=== ИСХОДНЫЙ ФРАГМЕНТ ===

##########

По разбираемому вопросу действующий закон также существенно отличается от старого Устава, который, как объяснено было мной подробно в исторической части *(1205), не запрещал даже ввоза патентованных изобретений из-за границы.

Вопрос о том, что надо считать распространением изобретения, есть, конечно, вопрос факта. Замечу, однако, что формула, употребленная в ст. 2, п. 1, представляется, по-видимому, излишне эластичной. "Принимать меры к распространению" - является понятием много более широким, чем "распространять". Буквально толковать это постановление невозможно: тот, кто нанимает рабочего для производства чужой (патентованной) работы, уже принимает меры к распространению изобретения. Но уголовной санкции за это деяние как таковое, конечно, никто подлежать не может. Иначе с офертой: можно почти уверенно сказать, что предложение продать продукт будет признано судами наказуемым деянием. Или точнее: оферта несомненно наказуема, если она касается изготовленного уже продукта; оферта вероятно наказуема, если она касается продукта, имеющего быть изготовленным или ввезенным в страну. Всякое выставление на продажу (на выставке, в магазине и т.д.) несомненно наказуемо *(1206).

##########

=== ЧТО СДЕЛАТЬ ===
A. Перепишите фрагмент о распространении изобретений: всё от «По разбираемому вопросу» и вниз до «изобретений из-за границы.», заменив «старого Устава» на «прежнего Устава».
B. Как перевести на английский предложение из фрагмента о распространении изобретений: «Вопрос о том, что надо считать распространением изобретения, есть, конечно, вопрос факта.»?
C. Какие деяния упоминаются во фрагменте о распространении изобретений при оценке их наказуемости и какую оценку даёт каждому из них текст?

##########

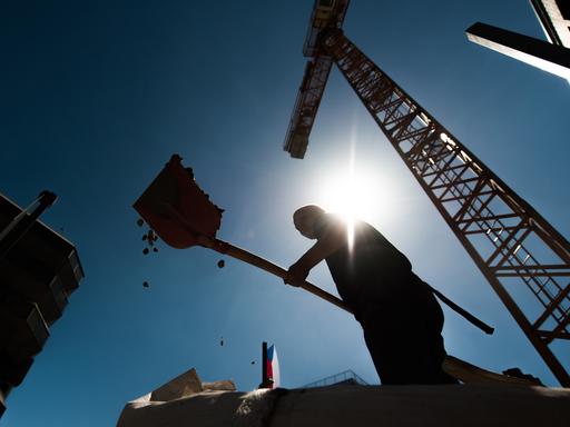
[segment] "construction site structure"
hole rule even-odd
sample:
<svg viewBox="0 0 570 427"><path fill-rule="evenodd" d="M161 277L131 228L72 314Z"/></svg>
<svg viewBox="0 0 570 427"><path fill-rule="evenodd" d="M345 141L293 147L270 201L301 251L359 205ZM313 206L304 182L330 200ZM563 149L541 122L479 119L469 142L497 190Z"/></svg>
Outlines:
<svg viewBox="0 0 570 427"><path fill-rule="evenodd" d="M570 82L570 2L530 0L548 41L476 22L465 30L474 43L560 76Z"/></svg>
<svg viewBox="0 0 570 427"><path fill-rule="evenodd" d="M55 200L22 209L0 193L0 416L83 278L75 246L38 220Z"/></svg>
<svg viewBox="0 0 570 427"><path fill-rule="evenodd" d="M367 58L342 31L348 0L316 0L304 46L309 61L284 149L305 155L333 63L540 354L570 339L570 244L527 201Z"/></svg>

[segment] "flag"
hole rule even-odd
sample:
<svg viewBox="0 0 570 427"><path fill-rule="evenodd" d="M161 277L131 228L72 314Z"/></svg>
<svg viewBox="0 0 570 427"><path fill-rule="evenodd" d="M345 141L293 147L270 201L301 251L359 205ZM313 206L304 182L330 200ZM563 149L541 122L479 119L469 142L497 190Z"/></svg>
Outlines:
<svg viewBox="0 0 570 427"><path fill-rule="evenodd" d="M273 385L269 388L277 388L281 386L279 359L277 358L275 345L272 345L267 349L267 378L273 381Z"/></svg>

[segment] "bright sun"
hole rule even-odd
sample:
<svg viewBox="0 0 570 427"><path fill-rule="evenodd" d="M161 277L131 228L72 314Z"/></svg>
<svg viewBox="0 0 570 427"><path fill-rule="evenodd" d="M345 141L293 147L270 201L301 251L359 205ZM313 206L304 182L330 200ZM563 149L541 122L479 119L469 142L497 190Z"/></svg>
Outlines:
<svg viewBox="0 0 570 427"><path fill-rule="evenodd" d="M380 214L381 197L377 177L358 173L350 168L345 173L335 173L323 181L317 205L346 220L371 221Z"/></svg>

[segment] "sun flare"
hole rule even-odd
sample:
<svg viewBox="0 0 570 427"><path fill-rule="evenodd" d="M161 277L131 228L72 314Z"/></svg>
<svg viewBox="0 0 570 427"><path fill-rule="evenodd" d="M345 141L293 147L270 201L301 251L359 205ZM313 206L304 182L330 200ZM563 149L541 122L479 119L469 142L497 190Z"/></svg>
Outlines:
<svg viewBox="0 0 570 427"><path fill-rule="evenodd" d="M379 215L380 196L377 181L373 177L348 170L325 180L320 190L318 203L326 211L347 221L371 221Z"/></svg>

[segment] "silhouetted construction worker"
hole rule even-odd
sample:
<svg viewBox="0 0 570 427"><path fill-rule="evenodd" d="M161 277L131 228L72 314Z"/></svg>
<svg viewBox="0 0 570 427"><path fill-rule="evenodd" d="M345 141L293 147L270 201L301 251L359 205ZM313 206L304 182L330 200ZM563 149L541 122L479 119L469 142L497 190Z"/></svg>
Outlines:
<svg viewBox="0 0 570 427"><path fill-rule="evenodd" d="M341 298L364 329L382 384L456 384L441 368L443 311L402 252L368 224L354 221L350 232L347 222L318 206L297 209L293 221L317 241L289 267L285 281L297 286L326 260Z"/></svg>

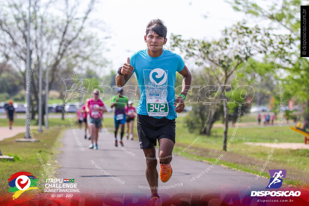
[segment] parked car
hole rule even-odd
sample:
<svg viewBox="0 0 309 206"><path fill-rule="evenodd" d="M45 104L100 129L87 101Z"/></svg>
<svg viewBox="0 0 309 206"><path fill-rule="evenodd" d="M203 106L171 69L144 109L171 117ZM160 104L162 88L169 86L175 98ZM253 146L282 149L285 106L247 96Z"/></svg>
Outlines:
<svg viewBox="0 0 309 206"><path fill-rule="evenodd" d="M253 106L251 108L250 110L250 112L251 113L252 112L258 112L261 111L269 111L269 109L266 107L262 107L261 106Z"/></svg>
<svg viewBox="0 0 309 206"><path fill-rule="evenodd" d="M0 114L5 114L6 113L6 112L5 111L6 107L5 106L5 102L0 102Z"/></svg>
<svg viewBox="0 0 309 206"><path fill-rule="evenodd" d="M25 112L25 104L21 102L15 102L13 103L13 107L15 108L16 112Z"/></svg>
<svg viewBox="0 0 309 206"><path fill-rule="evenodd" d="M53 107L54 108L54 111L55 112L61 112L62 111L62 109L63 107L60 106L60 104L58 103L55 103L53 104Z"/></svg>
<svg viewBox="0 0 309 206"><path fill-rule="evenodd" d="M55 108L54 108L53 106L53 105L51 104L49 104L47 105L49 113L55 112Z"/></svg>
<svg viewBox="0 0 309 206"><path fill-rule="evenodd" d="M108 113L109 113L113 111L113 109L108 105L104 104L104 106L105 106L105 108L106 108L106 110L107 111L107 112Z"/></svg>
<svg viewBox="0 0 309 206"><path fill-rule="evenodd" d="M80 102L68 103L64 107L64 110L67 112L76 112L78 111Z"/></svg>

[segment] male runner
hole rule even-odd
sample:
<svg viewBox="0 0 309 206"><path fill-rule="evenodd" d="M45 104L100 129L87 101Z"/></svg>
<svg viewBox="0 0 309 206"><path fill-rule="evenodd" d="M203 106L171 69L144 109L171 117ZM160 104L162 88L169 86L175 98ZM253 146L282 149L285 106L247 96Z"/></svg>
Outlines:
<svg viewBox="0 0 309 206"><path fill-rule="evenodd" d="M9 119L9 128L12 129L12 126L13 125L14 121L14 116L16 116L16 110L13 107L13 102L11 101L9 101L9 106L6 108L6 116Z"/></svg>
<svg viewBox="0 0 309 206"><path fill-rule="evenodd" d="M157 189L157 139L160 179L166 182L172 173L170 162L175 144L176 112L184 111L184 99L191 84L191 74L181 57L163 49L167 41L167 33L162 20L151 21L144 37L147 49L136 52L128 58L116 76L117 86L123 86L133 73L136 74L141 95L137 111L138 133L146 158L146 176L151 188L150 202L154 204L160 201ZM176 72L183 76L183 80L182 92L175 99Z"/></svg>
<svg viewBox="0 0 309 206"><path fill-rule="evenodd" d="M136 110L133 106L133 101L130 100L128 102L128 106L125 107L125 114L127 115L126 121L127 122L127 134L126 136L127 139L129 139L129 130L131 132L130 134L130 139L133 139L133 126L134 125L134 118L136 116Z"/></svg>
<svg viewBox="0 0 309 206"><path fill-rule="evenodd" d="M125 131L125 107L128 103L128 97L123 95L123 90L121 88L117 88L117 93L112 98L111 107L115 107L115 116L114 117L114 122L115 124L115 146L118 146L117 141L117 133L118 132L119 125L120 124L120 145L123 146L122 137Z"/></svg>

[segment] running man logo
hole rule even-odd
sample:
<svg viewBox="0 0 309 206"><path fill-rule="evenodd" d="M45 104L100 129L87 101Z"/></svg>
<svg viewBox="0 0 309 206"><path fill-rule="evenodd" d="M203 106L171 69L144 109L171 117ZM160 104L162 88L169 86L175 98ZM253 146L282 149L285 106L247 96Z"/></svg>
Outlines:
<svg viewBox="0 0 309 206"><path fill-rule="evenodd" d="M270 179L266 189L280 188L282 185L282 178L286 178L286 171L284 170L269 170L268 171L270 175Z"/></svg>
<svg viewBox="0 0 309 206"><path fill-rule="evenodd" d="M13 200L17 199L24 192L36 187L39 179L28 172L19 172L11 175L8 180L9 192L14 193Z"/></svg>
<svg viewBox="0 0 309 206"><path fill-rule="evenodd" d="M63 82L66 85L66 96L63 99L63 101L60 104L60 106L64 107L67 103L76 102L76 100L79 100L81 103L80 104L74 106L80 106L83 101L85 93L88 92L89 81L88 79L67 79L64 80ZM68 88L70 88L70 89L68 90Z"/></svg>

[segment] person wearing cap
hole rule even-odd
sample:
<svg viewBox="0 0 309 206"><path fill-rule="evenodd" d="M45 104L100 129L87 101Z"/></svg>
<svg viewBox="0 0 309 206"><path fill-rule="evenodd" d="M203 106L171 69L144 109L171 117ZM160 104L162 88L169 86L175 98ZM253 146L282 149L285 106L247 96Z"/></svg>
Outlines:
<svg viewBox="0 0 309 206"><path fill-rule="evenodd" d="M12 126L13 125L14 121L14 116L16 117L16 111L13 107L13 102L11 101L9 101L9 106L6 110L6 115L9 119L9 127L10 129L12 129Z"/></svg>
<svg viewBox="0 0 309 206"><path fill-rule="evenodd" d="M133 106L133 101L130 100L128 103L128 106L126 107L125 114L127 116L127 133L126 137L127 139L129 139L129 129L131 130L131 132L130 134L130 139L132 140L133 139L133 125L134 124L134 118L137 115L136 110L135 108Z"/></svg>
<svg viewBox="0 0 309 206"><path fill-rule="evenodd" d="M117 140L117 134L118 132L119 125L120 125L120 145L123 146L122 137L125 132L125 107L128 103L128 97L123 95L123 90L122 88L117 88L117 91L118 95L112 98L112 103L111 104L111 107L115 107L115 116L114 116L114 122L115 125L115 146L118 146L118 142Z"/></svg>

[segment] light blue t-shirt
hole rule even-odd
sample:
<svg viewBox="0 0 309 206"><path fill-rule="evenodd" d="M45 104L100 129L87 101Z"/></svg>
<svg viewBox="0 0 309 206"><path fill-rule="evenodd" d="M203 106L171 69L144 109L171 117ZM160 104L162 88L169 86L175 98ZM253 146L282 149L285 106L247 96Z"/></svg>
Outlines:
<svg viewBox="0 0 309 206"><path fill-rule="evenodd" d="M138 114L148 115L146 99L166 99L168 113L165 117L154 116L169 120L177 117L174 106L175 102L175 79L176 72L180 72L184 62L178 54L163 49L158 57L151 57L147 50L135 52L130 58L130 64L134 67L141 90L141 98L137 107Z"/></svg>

##########

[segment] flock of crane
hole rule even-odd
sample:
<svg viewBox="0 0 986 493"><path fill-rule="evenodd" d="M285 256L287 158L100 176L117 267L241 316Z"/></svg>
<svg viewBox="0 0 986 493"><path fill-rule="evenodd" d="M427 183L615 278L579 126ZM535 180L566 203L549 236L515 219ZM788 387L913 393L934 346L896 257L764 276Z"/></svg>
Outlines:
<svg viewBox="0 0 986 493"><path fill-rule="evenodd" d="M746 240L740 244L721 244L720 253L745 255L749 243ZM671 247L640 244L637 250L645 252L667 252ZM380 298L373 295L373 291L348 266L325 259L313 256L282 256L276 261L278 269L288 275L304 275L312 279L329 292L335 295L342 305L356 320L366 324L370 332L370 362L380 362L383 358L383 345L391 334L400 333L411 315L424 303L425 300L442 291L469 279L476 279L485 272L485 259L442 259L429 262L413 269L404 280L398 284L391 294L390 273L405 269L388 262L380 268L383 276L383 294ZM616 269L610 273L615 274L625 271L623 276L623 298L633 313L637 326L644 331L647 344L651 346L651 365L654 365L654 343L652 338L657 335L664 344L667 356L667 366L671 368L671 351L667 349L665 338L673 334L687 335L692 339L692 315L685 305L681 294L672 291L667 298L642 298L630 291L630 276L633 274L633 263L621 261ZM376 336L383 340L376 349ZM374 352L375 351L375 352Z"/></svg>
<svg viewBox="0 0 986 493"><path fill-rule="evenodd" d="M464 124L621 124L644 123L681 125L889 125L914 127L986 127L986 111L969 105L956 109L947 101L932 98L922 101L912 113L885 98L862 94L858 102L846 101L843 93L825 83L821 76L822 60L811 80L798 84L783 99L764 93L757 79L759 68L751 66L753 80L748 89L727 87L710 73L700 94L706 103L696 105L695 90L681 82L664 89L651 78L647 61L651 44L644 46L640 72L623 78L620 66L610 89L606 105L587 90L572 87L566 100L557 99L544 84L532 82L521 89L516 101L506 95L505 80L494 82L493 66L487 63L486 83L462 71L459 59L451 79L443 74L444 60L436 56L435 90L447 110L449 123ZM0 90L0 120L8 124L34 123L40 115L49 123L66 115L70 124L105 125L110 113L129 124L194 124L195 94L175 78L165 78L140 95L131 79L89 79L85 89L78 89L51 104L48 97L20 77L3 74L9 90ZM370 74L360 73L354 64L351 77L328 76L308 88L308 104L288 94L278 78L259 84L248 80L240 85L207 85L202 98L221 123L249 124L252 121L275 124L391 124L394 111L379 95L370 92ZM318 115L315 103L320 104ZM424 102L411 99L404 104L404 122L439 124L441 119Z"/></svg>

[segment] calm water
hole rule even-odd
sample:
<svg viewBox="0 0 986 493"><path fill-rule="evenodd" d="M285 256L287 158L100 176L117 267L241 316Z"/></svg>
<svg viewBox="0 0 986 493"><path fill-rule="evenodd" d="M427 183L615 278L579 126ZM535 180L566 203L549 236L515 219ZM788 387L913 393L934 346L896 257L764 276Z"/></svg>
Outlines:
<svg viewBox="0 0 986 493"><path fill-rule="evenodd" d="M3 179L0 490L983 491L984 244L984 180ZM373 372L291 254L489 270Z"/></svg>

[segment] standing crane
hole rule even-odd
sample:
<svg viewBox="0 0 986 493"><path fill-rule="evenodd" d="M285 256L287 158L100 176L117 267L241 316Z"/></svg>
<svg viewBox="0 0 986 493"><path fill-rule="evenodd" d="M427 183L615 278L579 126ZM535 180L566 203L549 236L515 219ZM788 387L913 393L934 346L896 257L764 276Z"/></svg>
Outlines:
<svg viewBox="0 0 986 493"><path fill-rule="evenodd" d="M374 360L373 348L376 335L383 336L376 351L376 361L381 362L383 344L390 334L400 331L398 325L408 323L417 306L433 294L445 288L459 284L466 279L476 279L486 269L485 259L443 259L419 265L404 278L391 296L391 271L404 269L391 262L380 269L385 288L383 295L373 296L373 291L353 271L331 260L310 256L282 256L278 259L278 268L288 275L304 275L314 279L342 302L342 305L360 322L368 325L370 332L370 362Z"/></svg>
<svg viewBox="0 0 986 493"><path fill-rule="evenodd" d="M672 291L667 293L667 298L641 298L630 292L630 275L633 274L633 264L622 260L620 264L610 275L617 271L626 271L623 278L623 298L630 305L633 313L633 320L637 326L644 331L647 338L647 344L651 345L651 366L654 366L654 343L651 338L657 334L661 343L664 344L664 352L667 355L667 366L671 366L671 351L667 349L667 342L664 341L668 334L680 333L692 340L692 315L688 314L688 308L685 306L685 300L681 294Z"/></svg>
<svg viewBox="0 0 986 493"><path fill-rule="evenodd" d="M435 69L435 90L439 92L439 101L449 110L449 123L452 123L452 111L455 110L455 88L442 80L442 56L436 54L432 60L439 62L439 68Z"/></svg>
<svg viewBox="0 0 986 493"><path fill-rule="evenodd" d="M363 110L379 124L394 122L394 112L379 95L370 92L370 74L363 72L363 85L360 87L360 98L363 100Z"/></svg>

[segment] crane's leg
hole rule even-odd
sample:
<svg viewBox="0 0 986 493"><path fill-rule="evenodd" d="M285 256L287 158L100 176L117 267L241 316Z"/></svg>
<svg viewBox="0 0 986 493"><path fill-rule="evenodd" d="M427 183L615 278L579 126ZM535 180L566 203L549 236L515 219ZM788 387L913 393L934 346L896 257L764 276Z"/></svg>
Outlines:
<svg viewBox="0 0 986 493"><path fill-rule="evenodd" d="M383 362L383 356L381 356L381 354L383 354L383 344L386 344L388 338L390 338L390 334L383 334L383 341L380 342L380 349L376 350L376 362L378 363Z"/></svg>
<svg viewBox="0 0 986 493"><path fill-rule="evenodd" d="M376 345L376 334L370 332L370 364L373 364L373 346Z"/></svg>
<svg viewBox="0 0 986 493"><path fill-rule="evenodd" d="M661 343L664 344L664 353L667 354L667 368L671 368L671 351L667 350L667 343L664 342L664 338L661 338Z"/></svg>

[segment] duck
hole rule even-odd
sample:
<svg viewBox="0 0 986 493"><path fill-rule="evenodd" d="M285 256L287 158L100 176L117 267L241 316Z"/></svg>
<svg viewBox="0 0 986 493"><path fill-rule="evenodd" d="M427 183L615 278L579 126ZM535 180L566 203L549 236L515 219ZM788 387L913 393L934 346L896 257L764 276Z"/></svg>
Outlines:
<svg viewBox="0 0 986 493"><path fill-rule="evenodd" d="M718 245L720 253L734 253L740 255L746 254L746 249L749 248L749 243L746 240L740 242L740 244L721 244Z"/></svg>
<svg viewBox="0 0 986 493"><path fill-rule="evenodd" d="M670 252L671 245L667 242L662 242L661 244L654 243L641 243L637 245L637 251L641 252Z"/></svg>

##########

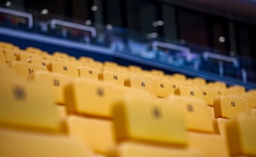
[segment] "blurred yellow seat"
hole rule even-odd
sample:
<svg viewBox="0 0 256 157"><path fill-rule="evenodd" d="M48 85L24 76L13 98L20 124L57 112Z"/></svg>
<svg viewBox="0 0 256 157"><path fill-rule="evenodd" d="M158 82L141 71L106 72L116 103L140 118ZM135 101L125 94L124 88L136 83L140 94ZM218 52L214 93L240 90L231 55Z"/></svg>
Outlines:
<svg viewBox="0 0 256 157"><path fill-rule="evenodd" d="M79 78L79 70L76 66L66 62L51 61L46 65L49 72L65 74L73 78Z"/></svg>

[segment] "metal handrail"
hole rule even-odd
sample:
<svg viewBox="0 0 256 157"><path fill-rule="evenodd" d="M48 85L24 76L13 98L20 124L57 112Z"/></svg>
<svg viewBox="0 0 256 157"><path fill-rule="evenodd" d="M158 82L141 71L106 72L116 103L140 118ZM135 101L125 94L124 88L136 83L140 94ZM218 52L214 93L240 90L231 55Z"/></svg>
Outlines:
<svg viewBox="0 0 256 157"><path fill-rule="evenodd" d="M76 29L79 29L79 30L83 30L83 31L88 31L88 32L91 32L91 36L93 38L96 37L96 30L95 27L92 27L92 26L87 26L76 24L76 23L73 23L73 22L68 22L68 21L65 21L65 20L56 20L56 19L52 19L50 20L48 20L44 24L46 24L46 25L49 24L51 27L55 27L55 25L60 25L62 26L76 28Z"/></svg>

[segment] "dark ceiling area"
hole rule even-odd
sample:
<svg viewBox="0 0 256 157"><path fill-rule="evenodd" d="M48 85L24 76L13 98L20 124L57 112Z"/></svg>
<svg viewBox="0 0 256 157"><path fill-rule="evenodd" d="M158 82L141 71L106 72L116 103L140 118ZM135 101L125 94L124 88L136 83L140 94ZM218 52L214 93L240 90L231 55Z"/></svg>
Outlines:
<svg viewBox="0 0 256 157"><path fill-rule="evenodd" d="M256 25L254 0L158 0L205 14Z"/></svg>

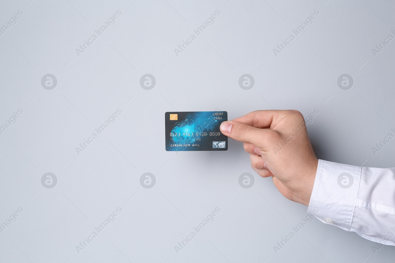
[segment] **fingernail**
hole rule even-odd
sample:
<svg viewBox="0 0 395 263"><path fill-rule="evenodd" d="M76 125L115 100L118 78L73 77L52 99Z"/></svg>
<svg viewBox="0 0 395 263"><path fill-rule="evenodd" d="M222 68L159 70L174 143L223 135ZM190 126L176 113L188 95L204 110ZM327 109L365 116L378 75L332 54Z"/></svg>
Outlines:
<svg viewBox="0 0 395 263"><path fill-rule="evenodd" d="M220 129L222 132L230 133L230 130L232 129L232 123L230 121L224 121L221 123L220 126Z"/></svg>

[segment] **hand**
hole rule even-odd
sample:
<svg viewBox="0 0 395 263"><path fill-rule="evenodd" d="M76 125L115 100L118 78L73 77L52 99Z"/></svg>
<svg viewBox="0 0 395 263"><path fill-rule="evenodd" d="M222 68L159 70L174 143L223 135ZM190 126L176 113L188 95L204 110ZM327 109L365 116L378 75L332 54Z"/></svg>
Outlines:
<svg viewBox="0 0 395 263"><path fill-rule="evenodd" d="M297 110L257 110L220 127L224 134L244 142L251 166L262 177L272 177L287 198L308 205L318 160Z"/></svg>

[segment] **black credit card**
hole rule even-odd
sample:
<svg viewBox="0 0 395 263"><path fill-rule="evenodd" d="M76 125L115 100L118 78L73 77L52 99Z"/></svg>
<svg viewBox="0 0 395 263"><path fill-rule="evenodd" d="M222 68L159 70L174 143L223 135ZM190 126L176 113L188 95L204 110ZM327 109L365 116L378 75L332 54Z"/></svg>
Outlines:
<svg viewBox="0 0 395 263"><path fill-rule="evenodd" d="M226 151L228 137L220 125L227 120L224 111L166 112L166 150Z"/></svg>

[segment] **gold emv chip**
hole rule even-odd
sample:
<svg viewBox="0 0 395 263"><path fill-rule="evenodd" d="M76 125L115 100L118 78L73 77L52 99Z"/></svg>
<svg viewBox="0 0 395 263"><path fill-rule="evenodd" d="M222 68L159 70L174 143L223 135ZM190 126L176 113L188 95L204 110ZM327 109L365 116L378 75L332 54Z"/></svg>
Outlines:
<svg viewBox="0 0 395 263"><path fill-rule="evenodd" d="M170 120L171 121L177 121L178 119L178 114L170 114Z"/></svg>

##########

=== ОТВЕТЫ К ЗАДАНИЯМ ===
A.
По разбираемому вопросу действующий закон также существенно отличается от прежнего Устава, который, как объяснено было мной подробно в исторической части *(1205), не запрещал даже ввоза патентованных изобретений из-за границы.

B. The question of what should be considered distribution of an invention is, of course, a question of fact.

C.
1. Наём рабочего для производства чужой (патентованной) работы: уголовной санкции за это деяние как таковое никто подлежать не может.
2. Оферта, касающаяся уже изготовленного продукта: несомненно наказуема.
3. Оферта, касающаяся продукта, имеющего быть изготовленным или ввезённым в страну: вероятно наказуема.
4. Всякое выставление на продажу (на выставке, в магазине и т. д.): несомненно наказуемо.